RECORDS FOR THE TASK below:

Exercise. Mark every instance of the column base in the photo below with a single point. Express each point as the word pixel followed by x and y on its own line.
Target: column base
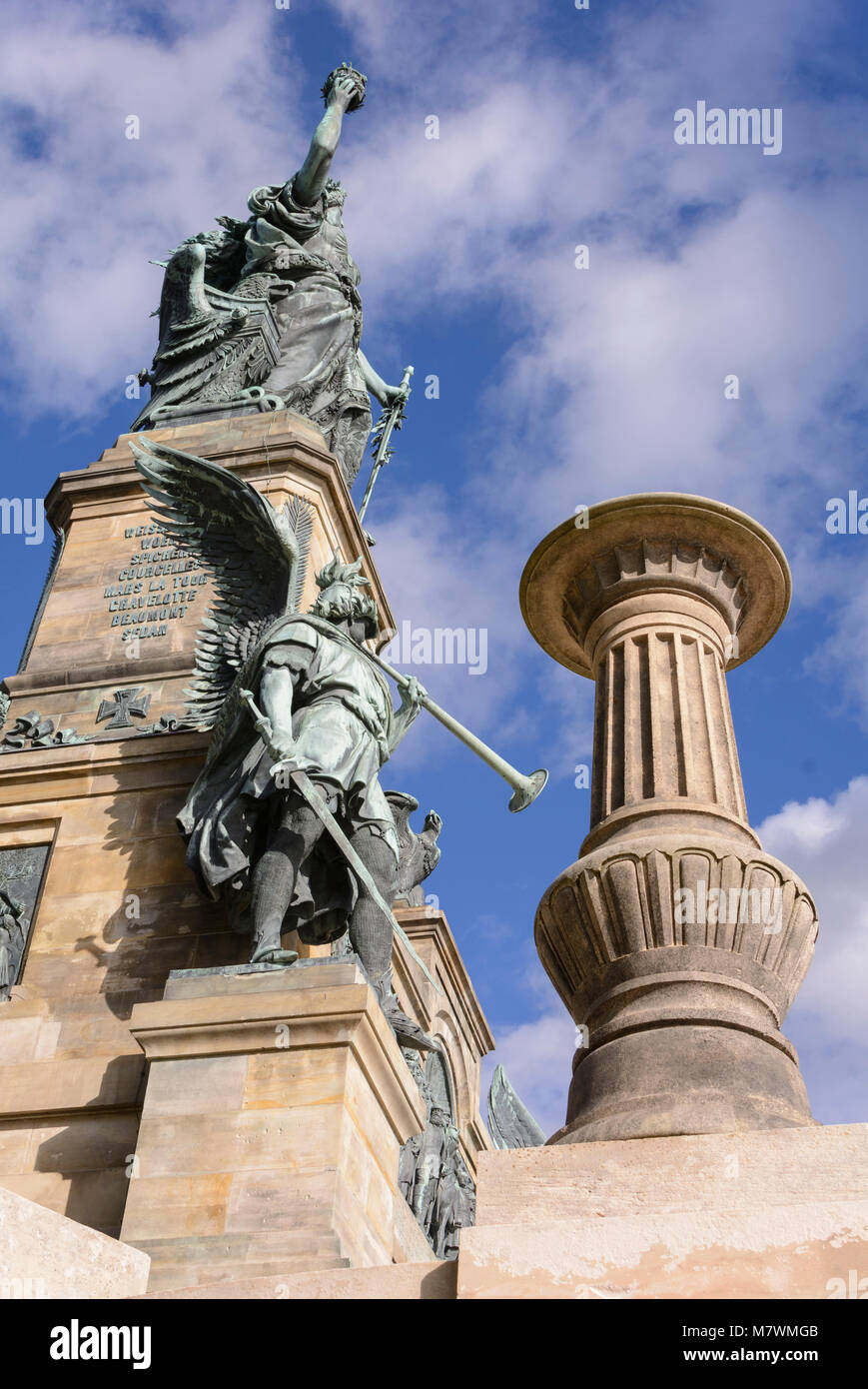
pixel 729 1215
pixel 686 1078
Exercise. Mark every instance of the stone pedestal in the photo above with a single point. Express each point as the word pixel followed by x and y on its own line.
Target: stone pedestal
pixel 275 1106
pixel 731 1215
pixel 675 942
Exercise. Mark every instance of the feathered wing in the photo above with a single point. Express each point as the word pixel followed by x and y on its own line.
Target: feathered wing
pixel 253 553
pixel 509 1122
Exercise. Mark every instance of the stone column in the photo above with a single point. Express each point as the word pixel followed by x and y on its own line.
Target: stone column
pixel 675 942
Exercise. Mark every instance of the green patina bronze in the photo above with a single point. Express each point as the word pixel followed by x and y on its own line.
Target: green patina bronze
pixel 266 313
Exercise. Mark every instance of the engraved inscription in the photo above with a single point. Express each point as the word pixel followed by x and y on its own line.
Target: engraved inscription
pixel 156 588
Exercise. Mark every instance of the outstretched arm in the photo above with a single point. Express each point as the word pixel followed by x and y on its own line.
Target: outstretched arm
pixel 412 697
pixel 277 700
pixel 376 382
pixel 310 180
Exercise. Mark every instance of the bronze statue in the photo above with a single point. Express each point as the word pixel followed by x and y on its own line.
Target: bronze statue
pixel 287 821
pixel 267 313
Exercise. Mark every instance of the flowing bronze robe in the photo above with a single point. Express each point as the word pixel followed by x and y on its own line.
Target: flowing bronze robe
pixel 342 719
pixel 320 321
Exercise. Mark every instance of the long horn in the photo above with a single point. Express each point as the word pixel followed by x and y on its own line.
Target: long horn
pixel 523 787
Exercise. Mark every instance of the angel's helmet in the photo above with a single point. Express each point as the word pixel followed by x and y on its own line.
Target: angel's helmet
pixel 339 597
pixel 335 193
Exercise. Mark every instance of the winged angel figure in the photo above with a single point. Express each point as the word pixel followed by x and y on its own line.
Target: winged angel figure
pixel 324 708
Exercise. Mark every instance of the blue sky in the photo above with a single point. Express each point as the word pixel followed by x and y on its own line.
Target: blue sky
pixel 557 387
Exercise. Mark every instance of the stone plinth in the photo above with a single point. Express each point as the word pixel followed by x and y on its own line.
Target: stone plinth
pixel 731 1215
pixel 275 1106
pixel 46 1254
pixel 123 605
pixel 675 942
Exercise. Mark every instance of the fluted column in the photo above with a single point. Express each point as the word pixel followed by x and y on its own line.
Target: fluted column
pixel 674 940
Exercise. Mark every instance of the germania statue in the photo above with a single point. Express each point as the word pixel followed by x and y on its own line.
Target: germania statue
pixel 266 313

End of RECORDS FOR THE TASK.

Before copying, set the pictures aside; then reproduce each entry above exactly.

ANSWER:
Exercise. Mark every instance of the column base in the photo below with a single point. Express each point as the word pixel followed by x and y on its own line.
Target: column base
pixel 729 1215
pixel 686 1078
Exercise. Mark every instance of the stone pedestal in the photo above with a single point. Express each point as the word pixel followed by x and y on its own line.
Target: stone pedestal
pixel 275 1106
pixel 731 1215
pixel 675 942
Exercise. Mark every instance of the feathered wing in the photo above with a single point. Express each point as the word pixel followed by x and y on its own line.
Target: feathered wing
pixel 253 553
pixel 509 1122
Exercise. Mark every instance of the stone column in the photo above with a single point. Express each point as the word pixel followed by x and y on its own line.
Target: stone column
pixel 675 942
Exercise. Mark every instance of the green patina bronze in the photo above with a single point. Express each point as the word pixel followed by x and y on its own line.
Target: green patina bronze
pixel 266 313
Exercise. Mark every instance of the engraved inscription in the photo above with a single point. Express each point as the word pixel followed by x and y on its own line.
Target: engraved inscription
pixel 156 588
Exercise. Mark every instance of the outstretched arm in the photo above with a single point. Express each point as the word pixel followed by x and y on its own line.
Target: outstretched arm
pixel 412 697
pixel 277 700
pixel 376 382
pixel 310 180
Exercise. Mark every instance of the bronze statue in the photo above with a single point. Express each point as the word pixel followed by x and y on its own line.
Target: bronze statue
pixel 287 821
pixel 267 313
Exercise. Mark every instance of the flowing bronze robe in the photo above with a single point. Express each point as the word pixel followed by x and y on its own line.
Target: flowing bronze robe
pixel 342 719
pixel 320 321
Exercise. Mark every instance of the long horn in the photo above with a single point. Express each point as the word pixel followed by x and y on its own line.
Target: long horn
pixel 523 787
Exercise. Mark every instance of the angel's helmet in the photo above with a single point. Express each point as the word pixel followed by x and y on its own line.
Target: angel's helmet
pixel 339 597
pixel 335 193
Exercise. Mark every instance of the winged angel figure in the photo above with a single point. Express each point as the word pixel followed by x and y on its own line.
Target: winged angel figure
pixel 324 708
Exercise. Mark every instance of the blue sky in the photo above with a single point. Express each point as the word pixel followed by x and y on its own line.
Target: blue sky
pixel 557 387
Exercise. Mark every instance of the stone plinth in the photo above with a single point. Express each point as the word pixel followed by x and y on its own line.
Target: stone plinth
pixel 731 1215
pixel 275 1106
pixel 46 1254
pixel 123 605
pixel 675 942
Exercise. Mark every instance of the fluted column in the photo above with a single point. Express each point as the word pixel followed by x and y on its own line.
Target: fluted column
pixel 674 940
Exercise. Mark every instance of the germania statue in the photo above with a single point. Express each point as the word pixel followed by x and y on its own line.
Target: germania statue
pixel 266 313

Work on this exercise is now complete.